(Rows from an object pointing dataset)
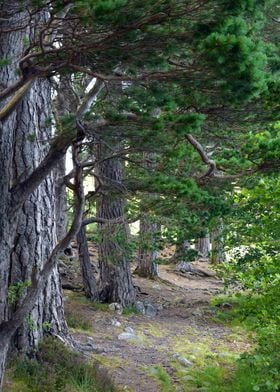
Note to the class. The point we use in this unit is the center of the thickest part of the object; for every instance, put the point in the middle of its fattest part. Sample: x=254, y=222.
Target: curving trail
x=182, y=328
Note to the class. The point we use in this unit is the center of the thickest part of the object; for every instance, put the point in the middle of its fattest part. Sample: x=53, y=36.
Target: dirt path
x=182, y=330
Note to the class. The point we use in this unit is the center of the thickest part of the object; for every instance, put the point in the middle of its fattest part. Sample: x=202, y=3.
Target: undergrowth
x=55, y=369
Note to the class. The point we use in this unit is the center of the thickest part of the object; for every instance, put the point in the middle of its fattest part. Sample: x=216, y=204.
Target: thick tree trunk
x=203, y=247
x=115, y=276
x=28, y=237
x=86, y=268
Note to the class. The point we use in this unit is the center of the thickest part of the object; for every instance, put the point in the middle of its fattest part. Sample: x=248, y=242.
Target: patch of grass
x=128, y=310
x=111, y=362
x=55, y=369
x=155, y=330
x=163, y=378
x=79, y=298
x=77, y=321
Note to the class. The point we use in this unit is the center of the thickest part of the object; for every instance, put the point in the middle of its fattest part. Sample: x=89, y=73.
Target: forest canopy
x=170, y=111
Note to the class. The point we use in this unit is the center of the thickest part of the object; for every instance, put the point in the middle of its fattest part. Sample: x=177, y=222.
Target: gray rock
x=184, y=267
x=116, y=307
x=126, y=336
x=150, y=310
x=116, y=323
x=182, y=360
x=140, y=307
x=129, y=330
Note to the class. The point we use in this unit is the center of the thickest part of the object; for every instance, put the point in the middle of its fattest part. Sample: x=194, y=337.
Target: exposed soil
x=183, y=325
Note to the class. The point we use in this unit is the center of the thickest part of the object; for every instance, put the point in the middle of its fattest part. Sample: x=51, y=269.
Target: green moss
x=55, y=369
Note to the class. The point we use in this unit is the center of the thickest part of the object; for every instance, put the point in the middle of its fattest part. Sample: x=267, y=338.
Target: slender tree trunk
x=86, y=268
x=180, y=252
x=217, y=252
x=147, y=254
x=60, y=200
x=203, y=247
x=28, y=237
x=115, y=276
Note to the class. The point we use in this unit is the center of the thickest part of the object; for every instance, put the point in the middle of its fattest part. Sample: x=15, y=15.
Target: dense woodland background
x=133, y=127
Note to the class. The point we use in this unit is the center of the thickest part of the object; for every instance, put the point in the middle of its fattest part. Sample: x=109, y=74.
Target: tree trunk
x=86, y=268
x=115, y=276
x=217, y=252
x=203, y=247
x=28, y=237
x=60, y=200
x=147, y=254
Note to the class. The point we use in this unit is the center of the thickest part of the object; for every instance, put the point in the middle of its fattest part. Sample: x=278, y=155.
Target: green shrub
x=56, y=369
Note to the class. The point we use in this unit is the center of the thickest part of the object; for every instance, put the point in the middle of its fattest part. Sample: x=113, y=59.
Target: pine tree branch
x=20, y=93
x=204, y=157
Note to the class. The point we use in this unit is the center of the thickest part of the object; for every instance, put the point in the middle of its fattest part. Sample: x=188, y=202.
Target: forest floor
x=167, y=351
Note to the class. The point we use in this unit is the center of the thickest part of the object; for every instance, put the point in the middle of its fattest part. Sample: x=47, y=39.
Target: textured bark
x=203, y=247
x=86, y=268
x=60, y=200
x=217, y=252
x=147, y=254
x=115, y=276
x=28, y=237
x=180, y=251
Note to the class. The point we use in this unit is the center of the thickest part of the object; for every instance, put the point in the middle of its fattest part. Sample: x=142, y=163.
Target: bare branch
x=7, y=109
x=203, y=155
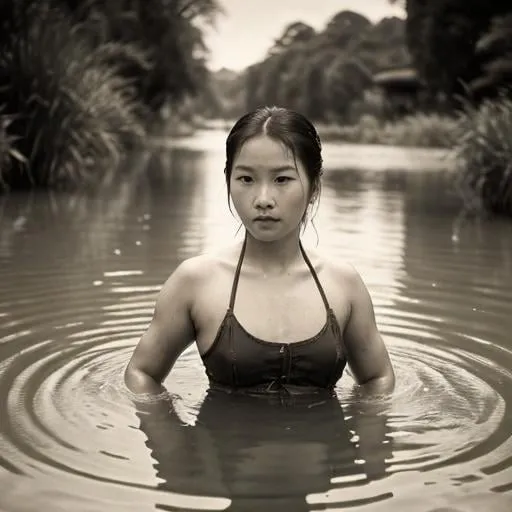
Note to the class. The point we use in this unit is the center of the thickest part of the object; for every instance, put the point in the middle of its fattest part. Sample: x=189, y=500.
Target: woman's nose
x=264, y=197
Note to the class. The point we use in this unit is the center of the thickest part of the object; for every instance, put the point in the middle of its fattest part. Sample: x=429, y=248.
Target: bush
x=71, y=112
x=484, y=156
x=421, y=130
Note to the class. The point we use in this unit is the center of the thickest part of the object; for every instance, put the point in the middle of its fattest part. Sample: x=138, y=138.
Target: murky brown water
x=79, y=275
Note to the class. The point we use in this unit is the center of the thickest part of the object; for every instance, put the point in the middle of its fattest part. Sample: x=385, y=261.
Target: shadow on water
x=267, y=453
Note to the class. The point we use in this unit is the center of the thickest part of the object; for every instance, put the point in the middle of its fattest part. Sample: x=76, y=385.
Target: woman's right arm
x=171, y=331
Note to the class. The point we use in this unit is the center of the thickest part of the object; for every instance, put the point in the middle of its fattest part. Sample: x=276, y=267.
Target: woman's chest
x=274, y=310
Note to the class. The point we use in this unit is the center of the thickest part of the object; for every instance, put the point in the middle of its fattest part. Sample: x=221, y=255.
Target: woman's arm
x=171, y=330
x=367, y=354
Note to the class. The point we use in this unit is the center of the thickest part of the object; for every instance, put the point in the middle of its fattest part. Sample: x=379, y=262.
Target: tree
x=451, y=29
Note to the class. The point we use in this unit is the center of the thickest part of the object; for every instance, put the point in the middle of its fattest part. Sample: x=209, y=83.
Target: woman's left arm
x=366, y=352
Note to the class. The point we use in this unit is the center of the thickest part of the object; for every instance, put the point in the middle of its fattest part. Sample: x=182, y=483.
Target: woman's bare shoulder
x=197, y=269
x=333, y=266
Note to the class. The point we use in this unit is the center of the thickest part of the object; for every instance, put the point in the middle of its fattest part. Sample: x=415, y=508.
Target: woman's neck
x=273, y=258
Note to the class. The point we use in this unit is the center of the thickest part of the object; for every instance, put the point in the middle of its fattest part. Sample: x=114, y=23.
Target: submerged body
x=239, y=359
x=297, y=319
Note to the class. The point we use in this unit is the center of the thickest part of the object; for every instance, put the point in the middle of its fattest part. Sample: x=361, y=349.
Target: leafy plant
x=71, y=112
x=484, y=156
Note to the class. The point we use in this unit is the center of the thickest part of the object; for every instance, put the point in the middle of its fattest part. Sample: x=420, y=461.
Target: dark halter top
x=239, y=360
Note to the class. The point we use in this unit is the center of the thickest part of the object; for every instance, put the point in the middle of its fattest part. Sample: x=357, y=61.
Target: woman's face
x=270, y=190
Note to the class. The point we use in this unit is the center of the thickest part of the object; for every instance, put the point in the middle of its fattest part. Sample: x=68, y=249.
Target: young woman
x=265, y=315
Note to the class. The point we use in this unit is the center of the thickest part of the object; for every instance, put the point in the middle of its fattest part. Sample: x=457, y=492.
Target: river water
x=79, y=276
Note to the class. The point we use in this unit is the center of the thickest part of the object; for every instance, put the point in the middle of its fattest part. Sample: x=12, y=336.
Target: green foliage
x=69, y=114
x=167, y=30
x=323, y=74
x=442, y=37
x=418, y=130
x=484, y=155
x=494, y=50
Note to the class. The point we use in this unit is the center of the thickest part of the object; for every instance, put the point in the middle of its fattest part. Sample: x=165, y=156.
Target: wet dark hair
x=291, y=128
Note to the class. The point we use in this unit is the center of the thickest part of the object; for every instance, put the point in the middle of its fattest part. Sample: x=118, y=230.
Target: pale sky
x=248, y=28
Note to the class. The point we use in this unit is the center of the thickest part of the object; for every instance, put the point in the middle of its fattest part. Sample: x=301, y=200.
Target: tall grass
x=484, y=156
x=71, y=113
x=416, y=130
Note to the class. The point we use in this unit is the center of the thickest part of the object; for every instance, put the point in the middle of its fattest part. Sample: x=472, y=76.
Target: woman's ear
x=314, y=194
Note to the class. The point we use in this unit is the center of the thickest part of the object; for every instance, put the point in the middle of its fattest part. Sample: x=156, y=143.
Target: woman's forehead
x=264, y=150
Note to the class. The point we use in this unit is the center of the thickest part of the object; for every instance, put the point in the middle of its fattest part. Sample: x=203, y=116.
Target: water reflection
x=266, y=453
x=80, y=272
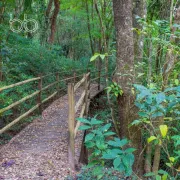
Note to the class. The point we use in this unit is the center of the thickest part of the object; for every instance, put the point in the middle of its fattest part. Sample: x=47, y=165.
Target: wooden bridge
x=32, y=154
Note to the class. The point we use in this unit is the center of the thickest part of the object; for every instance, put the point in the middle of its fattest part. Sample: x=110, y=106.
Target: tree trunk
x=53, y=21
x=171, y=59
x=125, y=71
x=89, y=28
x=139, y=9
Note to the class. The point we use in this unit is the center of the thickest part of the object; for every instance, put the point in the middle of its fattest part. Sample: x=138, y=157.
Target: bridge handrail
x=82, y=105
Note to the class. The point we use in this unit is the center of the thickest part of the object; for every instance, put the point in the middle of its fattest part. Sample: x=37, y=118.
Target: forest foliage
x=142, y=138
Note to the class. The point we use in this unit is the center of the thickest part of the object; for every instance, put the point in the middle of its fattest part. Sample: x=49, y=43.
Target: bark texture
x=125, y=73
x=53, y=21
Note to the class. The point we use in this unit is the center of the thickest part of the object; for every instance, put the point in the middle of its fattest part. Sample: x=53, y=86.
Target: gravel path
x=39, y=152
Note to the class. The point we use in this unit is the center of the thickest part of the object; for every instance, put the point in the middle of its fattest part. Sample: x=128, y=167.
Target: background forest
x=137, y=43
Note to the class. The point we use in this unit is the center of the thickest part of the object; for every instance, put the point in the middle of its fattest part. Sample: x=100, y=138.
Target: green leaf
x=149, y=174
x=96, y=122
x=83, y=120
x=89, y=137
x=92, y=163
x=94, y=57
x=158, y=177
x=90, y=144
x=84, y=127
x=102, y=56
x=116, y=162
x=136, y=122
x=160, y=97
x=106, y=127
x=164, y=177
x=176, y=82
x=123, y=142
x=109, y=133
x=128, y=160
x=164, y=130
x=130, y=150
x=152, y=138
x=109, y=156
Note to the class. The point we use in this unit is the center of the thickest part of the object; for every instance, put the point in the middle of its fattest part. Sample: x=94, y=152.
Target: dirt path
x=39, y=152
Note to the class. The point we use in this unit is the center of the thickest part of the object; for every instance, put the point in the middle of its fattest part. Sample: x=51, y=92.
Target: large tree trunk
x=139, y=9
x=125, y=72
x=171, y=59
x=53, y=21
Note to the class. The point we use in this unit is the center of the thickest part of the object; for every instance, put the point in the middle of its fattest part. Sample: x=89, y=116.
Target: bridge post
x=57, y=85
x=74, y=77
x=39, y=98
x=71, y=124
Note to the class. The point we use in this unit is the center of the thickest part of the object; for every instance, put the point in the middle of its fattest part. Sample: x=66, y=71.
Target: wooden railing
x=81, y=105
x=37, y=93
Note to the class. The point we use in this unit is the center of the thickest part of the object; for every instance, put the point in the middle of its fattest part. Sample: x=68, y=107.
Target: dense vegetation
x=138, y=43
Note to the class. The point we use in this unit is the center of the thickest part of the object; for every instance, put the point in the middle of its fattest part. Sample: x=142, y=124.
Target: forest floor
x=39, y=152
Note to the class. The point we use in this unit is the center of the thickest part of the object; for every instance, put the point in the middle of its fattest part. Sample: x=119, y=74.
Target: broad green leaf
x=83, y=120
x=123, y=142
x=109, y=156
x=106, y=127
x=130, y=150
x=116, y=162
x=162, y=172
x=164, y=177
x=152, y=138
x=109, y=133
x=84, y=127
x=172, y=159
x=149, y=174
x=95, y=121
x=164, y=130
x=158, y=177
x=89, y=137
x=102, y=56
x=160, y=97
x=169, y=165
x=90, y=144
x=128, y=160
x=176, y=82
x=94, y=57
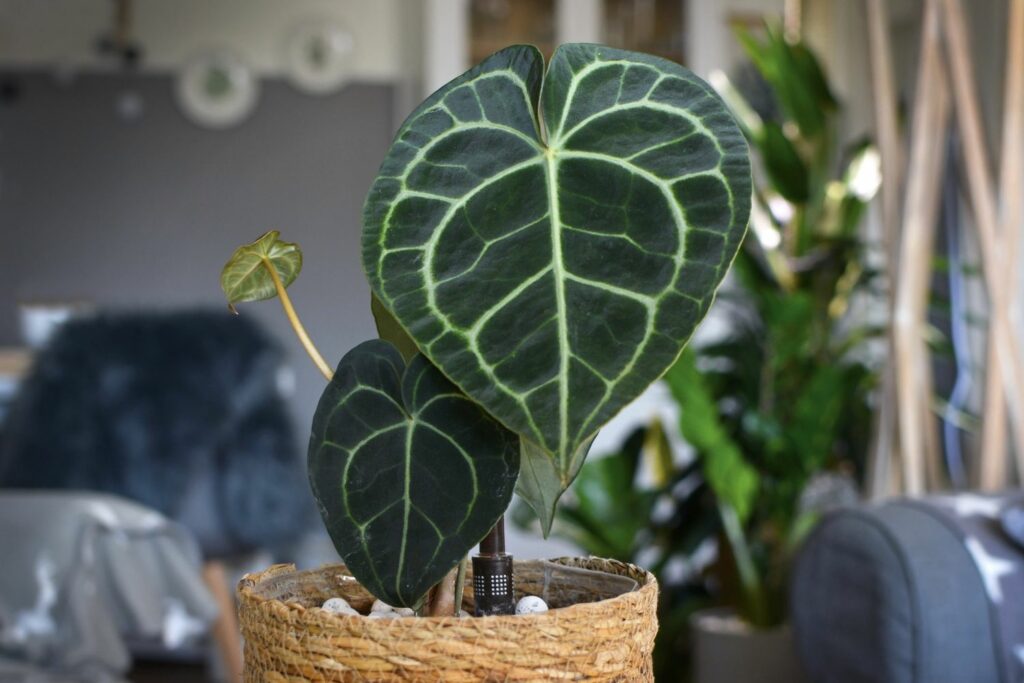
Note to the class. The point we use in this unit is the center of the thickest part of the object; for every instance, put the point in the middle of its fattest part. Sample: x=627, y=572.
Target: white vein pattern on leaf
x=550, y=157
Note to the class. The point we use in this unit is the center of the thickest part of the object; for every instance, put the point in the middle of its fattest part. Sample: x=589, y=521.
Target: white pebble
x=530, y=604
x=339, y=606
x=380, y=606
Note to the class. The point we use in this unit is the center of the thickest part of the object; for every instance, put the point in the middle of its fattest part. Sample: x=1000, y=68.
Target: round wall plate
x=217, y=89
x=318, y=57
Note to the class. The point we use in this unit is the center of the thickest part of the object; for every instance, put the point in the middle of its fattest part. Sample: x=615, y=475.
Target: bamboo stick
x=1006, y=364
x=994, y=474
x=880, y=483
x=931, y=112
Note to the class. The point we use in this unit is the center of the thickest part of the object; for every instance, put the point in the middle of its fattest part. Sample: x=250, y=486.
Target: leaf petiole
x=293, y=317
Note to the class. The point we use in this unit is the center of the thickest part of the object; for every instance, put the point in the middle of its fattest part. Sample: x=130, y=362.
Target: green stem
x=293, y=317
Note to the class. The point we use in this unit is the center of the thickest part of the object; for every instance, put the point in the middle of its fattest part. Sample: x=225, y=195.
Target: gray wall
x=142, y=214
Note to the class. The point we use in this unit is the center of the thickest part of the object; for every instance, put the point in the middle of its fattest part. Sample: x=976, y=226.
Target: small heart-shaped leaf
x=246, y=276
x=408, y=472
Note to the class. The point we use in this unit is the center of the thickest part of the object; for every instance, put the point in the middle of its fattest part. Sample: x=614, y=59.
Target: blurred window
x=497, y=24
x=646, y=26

§ What to work on
Please duplicate everything in the listing from the line containing "Sample: x=68, y=107." down to the line containing "x=931, y=112", including both of those lines. Leave the pictures out of your copy.

§ Task solution
Note to the class. The point we use in this unit is the center of the thickest part of the object; for every instance, put the point in the middle of its fattest part. Sample: x=68, y=107.
Target: dense vegetation
x=138, y=43
Note to the class. The point we use in this unit is the center of the thickest part of the object; for every instance, put the point in the middle of its fattest part. Sample: x=142, y=124.
Target: forest floor
x=39, y=152
Note to the class. The point we use in this unit is the center of the thickest part of the object; for every instance, put the point in the middle of its fattest part. Sample: x=119, y=74.
Target: broad green leaf
x=83, y=120
x=123, y=142
x=109, y=156
x=106, y=127
x=130, y=150
x=116, y=162
x=162, y=172
x=164, y=177
x=152, y=138
x=109, y=133
x=84, y=127
x=172, y=159
x=149, y=174
x=95, y=121
x=164, y=130
x=158, y=177
x=89, y=137
x=102, y=56
x=160, y=97
x=169, y=165
x=90, y=144
x=128, y=160
x=176, y=82
x=94, y=57
Note to the class. The point we use in this unit is the center of the thickest part of the object; for every instance, put the point in the middle of its fattest part. Sample: x=627, y=572.
Target: white vein pattern on leaf
x=550, y=157
Note to the class. The point we use in this unit is the center of the thickest part of the object; for every instance, put the point in the middle of its fattest part. Sample: x=589, y=521.
Target: white pebble
x=530, y=604
x=339, y=606
x=380, y=606
Note to the class. The point we use in this unit is the center of the thickest part of the object; for every instance, put the point in the middle of its fattest part. Sample: x=1000, y=68.
Target: round wall plate
x=217, y=89
x=318, y=57
Note to the class. The point we use in this unit is the center of the thickest part of the object; for every instance, put the point in the middle of its fattest part. Sample: x=615, y=475.
Target: bamboo stick
x=1006, y=364
x=994, y=474
x=880, y=483
x=931, y=112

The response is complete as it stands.